### Exercise description
Please return all lines in the listing holding the word "street".

### Records to use

-------------------------

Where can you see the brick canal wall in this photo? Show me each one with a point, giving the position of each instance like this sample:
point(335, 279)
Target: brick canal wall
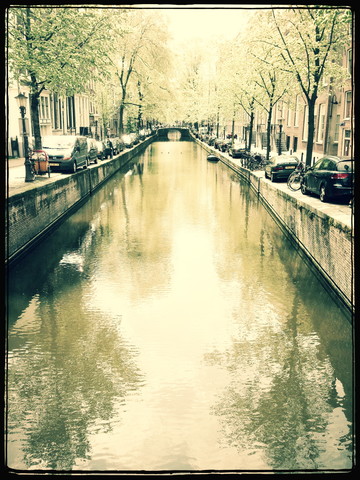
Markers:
point(35, 212)
point(324, 242)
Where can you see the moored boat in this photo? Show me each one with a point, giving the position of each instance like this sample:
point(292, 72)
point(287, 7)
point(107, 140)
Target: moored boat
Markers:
point(213, 158)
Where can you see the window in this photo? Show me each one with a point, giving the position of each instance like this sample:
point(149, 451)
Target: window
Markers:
point(288, 122)
point(348, 101)
point(321, 124)
point(305, 128)
point(44, 112)
point(349, 60)
point(347, 143)
point(296, 112)
point(337, 127)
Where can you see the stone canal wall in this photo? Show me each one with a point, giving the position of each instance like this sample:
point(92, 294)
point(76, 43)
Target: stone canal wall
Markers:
point(35, 212)
point(326, 244)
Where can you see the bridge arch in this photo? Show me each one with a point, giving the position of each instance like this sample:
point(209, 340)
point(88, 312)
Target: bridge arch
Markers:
point(164, 132)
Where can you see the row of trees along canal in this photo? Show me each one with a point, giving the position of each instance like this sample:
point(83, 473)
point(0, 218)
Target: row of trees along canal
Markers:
point(127, 55)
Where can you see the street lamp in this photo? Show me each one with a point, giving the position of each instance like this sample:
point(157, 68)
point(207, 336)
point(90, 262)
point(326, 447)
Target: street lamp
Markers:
point(21, 99)
point(280, 134)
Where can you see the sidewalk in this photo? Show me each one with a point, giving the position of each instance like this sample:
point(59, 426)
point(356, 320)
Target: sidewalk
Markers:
point(15, 179)
point(339, 211)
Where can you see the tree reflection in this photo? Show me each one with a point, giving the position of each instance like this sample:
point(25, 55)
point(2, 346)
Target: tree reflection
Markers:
point(284, 404)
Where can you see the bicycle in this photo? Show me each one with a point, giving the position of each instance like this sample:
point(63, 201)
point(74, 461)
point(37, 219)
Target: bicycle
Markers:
point(295, 179)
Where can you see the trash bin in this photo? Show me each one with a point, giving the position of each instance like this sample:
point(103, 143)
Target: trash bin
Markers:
point(40, 161)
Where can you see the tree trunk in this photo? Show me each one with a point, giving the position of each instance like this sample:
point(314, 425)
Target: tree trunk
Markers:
point(121, 118)
point(251, 129)
point(310, 141)
point(268, 133)
point(34, 113)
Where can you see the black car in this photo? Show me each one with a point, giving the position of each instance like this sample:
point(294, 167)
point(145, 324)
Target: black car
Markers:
point(280, 167)
point(92, 150)
point(237, 150)
point(118, 145)
point(330, 177)
point(109, 148)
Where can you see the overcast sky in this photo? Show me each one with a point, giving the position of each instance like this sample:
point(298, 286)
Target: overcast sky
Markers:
point(206, 21)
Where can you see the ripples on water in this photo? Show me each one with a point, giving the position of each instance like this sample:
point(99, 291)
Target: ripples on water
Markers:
point(171, 326)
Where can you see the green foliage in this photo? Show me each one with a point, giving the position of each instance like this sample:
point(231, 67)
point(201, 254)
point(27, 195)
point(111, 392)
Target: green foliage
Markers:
point(58, 48)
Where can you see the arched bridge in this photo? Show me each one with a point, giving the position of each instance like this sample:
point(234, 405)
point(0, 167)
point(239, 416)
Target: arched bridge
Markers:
point(166, 133)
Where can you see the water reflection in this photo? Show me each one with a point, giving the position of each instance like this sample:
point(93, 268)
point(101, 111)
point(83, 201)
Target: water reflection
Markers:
point(171, 325)
point(283, 398)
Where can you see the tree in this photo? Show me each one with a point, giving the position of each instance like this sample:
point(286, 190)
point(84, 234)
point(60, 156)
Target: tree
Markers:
point(139, 48)
point(55, 48)
point(309, 40)
point(265, 64)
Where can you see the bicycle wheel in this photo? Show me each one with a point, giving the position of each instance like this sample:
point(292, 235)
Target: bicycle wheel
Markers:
point(294, 181)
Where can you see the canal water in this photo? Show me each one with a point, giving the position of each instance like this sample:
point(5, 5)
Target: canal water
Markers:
point(170, 325)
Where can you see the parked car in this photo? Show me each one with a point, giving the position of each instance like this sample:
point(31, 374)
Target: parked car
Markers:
point(135, 138)
point(92, 150)
point(280, 167)
point(211, 140)
point(237, 150)
point(222, 144)
point(218, 142)
point(109, 148)
point(101, 149)
point(66, 152)
point(330, 177)
point(118, 145)
point(128, 141)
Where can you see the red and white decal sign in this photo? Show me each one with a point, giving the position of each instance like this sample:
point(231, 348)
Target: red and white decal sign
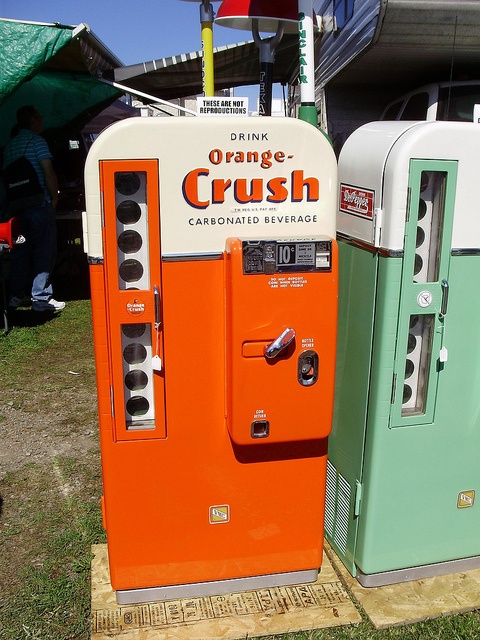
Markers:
point(356, 201)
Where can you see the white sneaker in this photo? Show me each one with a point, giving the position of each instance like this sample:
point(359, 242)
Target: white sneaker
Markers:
point(48, 305)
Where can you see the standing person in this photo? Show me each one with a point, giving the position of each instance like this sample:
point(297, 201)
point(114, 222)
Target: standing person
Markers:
point(36, 256)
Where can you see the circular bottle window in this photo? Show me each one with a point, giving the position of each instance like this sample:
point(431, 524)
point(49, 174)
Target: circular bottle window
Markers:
point(420, 237)
point(129, 241)
point(127, 183)
point(407, 393)
point(137, 406)
point(131, 270)
point(409, 368)
point(136, 380)
point(422, 209)
point(128, 212)
point(134, 330)
point(412, 343)
point(418, 264)
point(134, 353)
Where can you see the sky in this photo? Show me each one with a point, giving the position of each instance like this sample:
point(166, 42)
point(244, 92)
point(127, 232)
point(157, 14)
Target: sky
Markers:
point(134, 30)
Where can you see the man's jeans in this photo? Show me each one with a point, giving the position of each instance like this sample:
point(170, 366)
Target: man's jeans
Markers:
point(35, 258)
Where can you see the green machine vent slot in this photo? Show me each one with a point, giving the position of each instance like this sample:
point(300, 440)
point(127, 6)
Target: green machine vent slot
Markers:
point(337, 507)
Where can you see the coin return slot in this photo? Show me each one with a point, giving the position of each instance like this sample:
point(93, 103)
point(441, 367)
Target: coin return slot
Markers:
point(260, 429)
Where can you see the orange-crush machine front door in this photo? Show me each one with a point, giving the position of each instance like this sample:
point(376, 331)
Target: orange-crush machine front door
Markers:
point(215, 366)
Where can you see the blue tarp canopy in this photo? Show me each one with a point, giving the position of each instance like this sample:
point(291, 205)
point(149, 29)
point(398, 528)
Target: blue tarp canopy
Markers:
point(56, 68)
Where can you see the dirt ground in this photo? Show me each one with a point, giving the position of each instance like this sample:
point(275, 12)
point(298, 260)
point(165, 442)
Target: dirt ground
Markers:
point(39, 436)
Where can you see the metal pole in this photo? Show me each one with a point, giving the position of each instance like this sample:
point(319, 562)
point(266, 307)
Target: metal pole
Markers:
point(206, 19)
point(267, 57)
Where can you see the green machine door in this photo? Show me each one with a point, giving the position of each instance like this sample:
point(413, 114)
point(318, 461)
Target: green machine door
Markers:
point(423, 320)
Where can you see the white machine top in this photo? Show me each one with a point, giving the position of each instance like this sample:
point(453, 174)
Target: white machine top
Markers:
point(374, 171)
point(223, 177)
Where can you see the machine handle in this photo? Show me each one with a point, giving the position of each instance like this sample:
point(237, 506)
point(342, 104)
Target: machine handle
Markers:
point(280, 343)
point(445, 290)
point(156, 298)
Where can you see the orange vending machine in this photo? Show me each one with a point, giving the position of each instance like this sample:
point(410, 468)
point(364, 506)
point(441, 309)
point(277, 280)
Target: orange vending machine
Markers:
point(214, 293)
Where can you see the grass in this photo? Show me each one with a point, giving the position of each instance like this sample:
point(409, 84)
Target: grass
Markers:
point(50, 514)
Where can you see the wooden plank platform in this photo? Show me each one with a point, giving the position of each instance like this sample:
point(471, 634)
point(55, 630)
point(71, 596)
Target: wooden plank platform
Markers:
point(415, 601)
point(322, 604)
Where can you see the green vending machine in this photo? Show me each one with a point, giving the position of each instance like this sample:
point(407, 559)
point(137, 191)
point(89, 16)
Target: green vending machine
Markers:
point(404, 454)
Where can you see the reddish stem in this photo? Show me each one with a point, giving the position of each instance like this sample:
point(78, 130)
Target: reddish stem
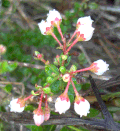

-------------------------

### Answer space
Where can you see the street lamp in this photo? Show me each one with a point, giving the position of each instance like this sample:
Target: street lamp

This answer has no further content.